→ What to do
Determine how many lines in the material hold the string "instance", then reply with that number only.

━━━ Excerpted data

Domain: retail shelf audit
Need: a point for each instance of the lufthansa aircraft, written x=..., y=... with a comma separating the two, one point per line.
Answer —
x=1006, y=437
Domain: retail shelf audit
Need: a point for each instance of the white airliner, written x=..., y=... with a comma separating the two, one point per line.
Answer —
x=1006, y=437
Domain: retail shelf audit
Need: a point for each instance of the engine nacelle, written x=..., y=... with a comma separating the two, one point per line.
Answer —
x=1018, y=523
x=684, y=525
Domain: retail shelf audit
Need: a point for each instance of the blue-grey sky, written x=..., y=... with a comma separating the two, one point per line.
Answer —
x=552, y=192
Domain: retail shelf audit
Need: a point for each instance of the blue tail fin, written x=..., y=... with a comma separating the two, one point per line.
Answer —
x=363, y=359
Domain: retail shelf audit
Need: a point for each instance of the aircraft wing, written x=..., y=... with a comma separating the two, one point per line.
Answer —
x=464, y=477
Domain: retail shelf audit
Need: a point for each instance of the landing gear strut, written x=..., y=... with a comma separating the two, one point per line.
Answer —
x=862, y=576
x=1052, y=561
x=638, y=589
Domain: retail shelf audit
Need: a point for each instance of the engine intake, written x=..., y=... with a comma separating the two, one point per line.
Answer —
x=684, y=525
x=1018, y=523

━━━━━━

→ Answer for the task
8